> **Source excerpt**:
####

[PATCH] D85603: IR: Add convergence control operand bundle and intrinsics

Wed Aug 12 12:48:33 PDT 2020

nhaehnle added inline comments.

================
Comment at: llvm/docs/ConvergentOperations.rst:52-55
+The definitions in this document leave many details open, such as how groups of
+threads are formed in the first place. It focuses on the questions that are
+relevant for deciding the correctness of generic program transforms and
+convergence-related analyses such as divergence analysis.
----------------
sameerds wrote:
> I think I "get" it now, and it might be related to how this paragraph produces an expectation that is actually not intended. The entire time so far, I have been reading this document expecting a formal framework that completely captures convergence; something so complete, that one can point at any place in the program and merely look at the convergence intrinsics to decide whether a transform is valid. But that is not the case. This document becomes a lot more clear if the intrinsics being introduced are only meant to augment control flow but not replace it in the context of convergence. These intrinsics are only meant to be introduced by the frontend to remove ambiguity about convergence. In particular:
> 
>   # In the jump-threading example, the frontend inserts the convergence intrinsics to resolve the ambiguity in favour of maximal convergence.
>   # In the loop-unroll example, the frontend disallows unrolling by inserting the anchor outside of the loop and using it inside.

####

> **Dataset content**:
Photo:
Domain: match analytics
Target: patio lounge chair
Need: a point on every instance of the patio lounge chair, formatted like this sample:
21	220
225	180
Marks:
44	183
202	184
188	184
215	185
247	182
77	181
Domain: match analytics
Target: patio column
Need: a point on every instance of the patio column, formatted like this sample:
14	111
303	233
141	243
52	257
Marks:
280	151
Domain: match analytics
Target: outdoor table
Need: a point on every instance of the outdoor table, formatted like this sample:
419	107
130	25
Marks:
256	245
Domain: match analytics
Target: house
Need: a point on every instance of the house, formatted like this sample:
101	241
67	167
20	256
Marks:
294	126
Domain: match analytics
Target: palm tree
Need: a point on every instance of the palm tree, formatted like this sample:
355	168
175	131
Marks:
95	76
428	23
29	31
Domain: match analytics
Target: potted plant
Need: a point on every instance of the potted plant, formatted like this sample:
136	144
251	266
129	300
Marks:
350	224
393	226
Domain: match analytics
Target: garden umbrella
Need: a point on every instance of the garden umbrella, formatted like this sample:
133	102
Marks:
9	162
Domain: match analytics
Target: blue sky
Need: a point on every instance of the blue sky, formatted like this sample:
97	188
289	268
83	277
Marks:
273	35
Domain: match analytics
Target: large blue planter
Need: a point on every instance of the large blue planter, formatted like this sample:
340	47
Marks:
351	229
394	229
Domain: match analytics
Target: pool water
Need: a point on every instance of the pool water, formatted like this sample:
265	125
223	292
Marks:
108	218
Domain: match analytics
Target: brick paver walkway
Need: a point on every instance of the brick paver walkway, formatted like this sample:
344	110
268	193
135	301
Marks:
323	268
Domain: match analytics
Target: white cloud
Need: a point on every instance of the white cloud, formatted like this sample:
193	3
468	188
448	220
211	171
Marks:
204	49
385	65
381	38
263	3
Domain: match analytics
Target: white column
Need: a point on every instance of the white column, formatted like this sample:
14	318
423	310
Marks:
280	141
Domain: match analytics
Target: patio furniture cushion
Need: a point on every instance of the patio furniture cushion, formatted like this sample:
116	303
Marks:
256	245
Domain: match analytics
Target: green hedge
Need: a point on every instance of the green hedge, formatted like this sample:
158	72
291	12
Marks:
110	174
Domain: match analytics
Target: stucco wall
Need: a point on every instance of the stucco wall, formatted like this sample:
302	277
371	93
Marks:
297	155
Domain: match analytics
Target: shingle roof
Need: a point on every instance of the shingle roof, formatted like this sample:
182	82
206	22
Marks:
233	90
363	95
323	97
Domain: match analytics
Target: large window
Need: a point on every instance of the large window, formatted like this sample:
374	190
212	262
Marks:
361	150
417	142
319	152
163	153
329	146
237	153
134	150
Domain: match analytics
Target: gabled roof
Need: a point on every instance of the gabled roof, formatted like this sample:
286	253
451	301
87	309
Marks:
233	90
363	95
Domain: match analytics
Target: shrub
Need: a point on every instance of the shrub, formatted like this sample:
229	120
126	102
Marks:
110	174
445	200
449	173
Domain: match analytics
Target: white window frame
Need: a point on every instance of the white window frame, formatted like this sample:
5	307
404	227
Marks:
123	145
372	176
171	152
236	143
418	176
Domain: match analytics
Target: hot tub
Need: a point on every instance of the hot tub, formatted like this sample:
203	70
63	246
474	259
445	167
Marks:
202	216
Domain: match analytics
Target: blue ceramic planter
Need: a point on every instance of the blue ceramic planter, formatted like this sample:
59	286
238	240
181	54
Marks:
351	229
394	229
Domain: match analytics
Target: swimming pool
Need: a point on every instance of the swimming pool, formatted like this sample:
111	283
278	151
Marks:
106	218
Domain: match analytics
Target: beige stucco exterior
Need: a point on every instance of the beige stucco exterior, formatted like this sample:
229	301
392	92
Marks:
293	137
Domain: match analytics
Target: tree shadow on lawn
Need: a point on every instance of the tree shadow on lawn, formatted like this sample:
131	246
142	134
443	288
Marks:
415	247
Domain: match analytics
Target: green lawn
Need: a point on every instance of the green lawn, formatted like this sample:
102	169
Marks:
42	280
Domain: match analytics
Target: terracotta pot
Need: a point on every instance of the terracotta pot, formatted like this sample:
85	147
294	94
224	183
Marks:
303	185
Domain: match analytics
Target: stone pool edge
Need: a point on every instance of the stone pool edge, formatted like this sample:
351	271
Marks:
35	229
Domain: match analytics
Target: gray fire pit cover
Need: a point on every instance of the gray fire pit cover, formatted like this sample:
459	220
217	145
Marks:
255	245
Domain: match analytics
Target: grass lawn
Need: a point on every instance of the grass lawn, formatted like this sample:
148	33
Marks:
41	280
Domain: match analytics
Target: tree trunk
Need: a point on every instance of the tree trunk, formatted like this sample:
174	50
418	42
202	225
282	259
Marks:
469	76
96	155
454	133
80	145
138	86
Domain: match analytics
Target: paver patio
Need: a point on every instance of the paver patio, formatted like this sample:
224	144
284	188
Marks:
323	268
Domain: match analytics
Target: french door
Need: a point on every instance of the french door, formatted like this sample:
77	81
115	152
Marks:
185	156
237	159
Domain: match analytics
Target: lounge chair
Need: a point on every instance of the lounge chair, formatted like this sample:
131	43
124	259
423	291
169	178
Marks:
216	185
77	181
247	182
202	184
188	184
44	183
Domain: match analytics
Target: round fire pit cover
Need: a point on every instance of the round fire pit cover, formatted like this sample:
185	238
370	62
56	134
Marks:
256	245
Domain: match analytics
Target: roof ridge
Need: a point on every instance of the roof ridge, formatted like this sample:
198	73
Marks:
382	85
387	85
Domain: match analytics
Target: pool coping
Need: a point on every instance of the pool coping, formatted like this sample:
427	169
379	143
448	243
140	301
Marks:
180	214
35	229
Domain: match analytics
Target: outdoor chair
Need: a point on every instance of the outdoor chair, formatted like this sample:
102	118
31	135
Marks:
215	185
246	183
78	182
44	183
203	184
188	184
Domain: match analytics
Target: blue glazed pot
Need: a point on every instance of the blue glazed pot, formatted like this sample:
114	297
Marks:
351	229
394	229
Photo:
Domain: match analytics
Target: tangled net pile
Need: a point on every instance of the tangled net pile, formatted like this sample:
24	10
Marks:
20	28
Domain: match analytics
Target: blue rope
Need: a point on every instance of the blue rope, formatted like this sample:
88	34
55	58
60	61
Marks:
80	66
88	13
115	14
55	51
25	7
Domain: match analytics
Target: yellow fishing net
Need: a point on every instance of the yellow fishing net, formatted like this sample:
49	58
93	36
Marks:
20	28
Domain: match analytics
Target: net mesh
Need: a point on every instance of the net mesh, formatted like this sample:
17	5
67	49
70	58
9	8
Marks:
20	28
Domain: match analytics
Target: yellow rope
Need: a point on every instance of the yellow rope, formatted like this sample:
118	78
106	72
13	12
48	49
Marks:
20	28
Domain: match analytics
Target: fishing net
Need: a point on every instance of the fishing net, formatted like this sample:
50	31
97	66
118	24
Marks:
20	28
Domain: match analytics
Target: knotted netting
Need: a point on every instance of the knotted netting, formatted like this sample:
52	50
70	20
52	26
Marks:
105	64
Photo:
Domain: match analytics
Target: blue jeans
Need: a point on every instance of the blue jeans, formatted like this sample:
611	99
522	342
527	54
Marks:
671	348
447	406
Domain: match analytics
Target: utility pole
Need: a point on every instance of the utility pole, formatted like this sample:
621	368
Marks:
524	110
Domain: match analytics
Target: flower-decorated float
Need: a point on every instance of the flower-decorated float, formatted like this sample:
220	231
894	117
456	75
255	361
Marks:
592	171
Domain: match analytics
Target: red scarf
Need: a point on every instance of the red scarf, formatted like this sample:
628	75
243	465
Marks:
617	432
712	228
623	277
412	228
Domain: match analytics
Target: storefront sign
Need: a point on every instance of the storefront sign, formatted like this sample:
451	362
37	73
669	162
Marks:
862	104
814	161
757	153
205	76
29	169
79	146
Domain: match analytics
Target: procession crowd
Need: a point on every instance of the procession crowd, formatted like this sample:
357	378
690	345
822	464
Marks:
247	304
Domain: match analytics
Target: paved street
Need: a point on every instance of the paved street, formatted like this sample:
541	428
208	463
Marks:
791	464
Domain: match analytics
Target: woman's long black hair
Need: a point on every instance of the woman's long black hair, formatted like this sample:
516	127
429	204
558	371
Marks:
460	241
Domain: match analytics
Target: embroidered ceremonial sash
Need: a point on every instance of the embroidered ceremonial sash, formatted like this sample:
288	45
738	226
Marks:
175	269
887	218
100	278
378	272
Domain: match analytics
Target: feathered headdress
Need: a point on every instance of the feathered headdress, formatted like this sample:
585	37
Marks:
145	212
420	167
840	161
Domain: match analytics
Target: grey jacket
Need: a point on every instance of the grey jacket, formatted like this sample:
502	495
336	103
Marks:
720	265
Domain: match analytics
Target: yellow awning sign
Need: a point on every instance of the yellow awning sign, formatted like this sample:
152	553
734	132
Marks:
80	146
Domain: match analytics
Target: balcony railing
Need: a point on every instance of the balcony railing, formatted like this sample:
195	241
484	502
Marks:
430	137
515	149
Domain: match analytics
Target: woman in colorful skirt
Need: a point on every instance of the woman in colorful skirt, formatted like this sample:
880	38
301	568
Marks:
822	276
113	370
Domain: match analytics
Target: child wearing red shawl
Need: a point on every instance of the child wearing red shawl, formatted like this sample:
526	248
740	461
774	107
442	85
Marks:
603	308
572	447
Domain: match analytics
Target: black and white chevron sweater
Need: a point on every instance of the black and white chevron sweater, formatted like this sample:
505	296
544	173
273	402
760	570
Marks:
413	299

####

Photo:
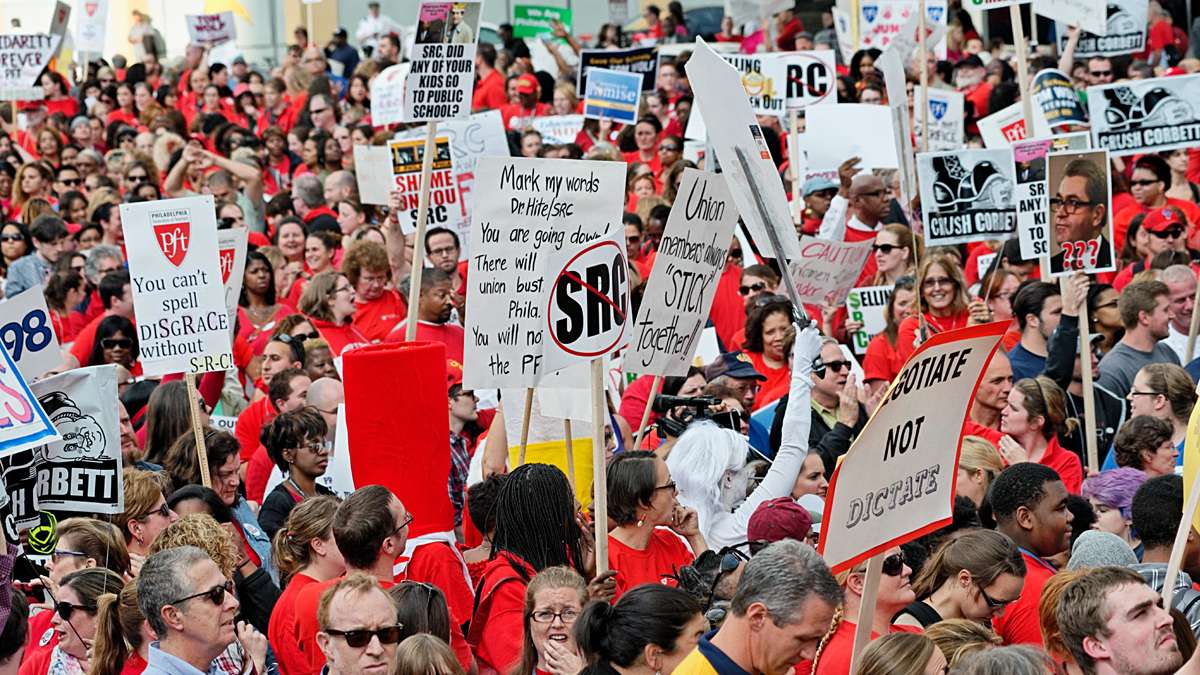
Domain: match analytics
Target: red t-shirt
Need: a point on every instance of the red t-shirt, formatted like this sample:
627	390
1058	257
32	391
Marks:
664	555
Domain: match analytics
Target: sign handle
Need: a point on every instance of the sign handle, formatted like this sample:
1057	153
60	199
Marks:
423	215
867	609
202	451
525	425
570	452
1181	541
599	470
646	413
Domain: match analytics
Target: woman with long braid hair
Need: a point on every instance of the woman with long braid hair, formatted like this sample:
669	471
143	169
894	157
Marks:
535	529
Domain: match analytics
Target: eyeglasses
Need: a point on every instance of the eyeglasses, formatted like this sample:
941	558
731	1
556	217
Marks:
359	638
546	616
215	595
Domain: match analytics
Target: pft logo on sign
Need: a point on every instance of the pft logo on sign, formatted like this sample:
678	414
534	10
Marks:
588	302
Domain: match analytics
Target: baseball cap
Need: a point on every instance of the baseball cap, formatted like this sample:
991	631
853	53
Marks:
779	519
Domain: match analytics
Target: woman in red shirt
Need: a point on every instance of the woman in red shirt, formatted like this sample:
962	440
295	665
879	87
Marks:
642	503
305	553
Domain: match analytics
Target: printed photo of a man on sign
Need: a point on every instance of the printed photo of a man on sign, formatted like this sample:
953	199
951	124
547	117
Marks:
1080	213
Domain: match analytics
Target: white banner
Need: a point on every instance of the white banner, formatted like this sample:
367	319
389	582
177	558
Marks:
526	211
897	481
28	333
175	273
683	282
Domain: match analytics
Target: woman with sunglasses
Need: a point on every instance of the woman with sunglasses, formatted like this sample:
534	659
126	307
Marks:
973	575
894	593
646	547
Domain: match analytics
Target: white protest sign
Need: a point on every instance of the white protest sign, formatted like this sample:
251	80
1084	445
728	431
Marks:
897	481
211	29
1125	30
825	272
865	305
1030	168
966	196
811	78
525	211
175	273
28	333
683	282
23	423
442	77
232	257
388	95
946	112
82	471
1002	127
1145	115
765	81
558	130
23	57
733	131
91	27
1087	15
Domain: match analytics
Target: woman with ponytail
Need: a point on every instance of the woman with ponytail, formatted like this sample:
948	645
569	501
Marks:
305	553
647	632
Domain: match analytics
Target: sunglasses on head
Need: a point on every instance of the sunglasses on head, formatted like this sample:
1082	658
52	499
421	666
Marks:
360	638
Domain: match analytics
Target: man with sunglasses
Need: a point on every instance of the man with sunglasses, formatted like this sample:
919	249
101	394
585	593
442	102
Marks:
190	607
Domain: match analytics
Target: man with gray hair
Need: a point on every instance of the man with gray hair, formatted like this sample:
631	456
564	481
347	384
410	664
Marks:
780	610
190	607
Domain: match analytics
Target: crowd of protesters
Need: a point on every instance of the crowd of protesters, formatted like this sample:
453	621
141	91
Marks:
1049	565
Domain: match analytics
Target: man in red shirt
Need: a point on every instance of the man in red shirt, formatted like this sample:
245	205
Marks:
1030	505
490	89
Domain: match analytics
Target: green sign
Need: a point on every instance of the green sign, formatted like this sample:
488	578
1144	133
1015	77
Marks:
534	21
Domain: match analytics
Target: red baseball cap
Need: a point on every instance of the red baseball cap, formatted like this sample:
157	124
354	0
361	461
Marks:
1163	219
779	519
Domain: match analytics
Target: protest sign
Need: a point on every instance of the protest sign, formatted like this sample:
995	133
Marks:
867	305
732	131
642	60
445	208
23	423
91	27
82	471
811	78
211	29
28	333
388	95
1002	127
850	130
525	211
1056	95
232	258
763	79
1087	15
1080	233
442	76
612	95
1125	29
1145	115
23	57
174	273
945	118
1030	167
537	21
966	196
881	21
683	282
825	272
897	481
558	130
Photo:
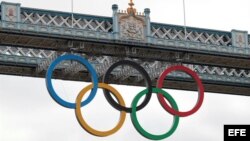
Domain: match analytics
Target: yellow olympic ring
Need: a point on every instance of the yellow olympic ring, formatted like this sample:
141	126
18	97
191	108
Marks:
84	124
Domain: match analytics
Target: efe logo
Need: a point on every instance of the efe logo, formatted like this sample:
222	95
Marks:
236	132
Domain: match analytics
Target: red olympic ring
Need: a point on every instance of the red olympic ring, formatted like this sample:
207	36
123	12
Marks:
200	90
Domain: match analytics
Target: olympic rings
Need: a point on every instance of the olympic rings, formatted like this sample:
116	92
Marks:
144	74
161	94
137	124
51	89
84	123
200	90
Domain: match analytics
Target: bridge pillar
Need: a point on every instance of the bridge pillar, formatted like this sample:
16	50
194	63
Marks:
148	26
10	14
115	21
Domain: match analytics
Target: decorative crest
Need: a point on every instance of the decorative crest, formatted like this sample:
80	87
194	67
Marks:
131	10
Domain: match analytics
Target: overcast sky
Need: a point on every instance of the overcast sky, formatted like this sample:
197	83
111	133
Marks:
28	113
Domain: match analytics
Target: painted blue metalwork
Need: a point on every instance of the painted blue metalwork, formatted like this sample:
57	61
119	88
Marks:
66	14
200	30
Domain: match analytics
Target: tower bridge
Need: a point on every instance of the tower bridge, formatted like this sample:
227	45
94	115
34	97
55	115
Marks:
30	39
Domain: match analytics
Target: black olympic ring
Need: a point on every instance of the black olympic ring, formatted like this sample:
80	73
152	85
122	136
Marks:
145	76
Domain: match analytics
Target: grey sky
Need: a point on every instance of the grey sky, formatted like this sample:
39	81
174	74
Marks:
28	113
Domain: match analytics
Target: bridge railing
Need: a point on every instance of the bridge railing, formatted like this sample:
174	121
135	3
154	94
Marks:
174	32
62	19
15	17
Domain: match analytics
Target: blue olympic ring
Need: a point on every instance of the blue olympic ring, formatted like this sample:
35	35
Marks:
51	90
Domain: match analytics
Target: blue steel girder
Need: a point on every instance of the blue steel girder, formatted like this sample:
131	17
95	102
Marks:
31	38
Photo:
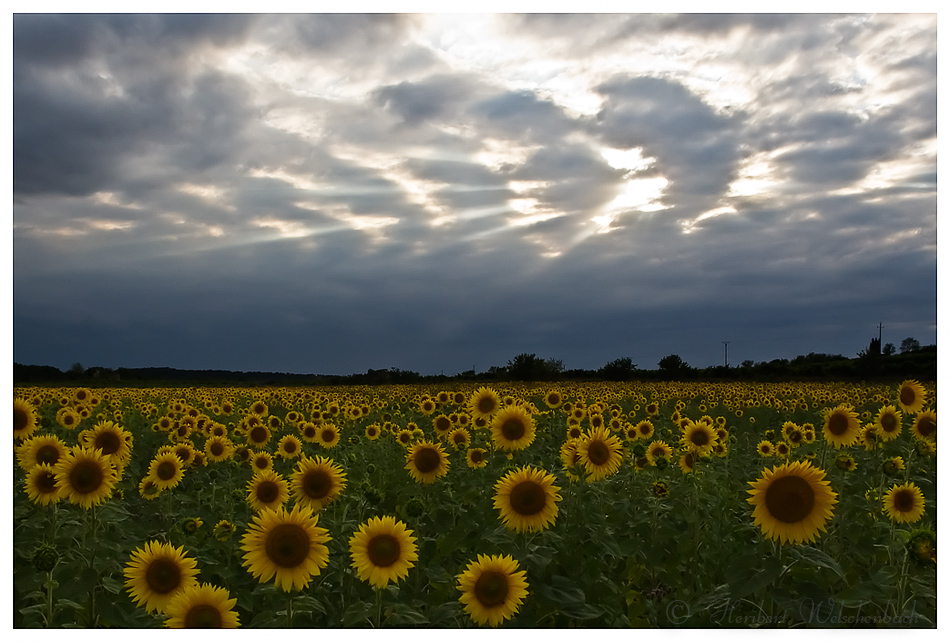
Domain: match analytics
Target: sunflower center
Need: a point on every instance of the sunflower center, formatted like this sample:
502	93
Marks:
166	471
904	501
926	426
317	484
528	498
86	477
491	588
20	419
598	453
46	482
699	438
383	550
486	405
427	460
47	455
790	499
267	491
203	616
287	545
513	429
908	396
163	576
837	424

####

> **Task instructions**:
[A] In the convergence-control patch review, what does sameerds say the frontend does in the jump-threading example?
[B] Pick up the convergence-control patch review after its last line and continue writing it.
The records are separate material, apart from the convergence-control patch review.

> **Written responses**:
[A] It inserts the convergence intrinsics to resolve the ambiguity in favor of maximal convergence.

[B]
>   # In general acyclic control flow, control dependence is entirely sufficient to decide convergence, and the intrinsics have no additional effect. That is why it is okay to hoist/sink anchors in that case.
> 
> This last claim is a bit too strong to accept immediately. Is there a way to convince ourselves that the convergence intrinsics are really not required here? Perhaps an exhaustive enumeration of ambiguities that can exist?
> 
> 3.    In general acyclic control flow, control dependence is entirely sufficient to decide convergence, and the intrinsics have no additional effect. That is why it is okay to hoist/sink anchors in that case.
>
> This last claim is a bit too strong to accept immediately. Is there a way to convince ourselves that the convergence intrinsics are really not required here? Perhaps an exhaustive enumeration of ambiguities that can exist?

What ambiguities do you have in mind?

If you have a fully acyclic function, then the way you can think about it is: we determine "the" set of threads that execute the function at the entry. At every point in the function, the communication set is then the subset of threads that get to that point. It's easy to evaluate this if you just topologically sort the blocks and then evaluate them in that order.

================
Comment at: llvm/docs/ConvergentOperations.rst:280
+We generally take the stance that reconvergence in acyclic control flow must
+be maximal. The compiler frontend could augment the original code as follows:
+
----------------
sameerds wrote:
> It was the optimizer that introduced the ambiguity ... should the optimizer be responsible for adding the necessary intrinsics that preserve the original convergence? 
No. The jump-threaded code could also come out of C(++) code with `goto`s, so this doesn't really work.

================
Comment at: llvm/docs/ConvergentOperations.rst:551-553
+This intrinsic defines the *heart* of a loop, i.e. the place where an imaginary
+loop counter is incremented for the purpose of determining convergence
+semantics.
----------------
sameerds wrote:
> So the heart is not a property of the loop itself in LLVM IR. It is a place chosen by the frontend based on semantics external to LLVM IR, in a way that allows the frontend to express constraints about convergence in the loop.
Yes.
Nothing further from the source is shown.